Les architectes choisirent alors le style Tudor, pour le plus grand bonheur de tous. Robert Findlay se rappela sans doute des châteaux écossais médiévaux de son pays d’origine. Il choisit comme matériau la pierre calcaire grise brute pour l’ensemble de l’édifice, et la pierre calcaire pour les effets décoratifs. L’édifice a été construit par l’entrepreneur général Nicholson Construction Co.
L’hôtel de ville a été conçu pour loger les services municipaux et la salle de réunions du Conseil municipal. Il est constitué d’un édifice d’un seul tenant, avec une tour carrée en son centre. On y trouve donc le sous-sol, le rez-de-chaussée, et les combles.
Cette grosse tour carrée, avec une colonne octogonale à chaque angle, se terminant par autant de pinacles, sert de point central. À chaque extrémité de l’édifice se remarquent des avant-corps. La symétrie est parfaite. Trop parfaite !
Sur la façade côté pelouse de cette tour, au somment crénelé, se trouve une horloge d’environ 2 mètres de diamètre.
----
- PETIT PROBLÈME -
Recopiez tel quel, s'il vous plaît, le passage du texte sur l'hôtel de ville qui va de « Cette grosse tour » jusqu'à « Trop parfaite ! » inclus. Servez-vous uniquement du texte fourni.

- EXTRAIT DE DONNÉES -
----
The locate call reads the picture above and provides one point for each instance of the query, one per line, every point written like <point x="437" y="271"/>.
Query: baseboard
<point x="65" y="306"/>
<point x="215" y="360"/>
----
- LA RÉPONSE -
Cette grosse tour carrée, avec une colonne octogonale à chaque angle, se terminant par autant de pinacles, sert de point central. À chaque extrémité de l’édifice se remarquent des avant-corps. La symétrie est parfaite. Trop parfaite !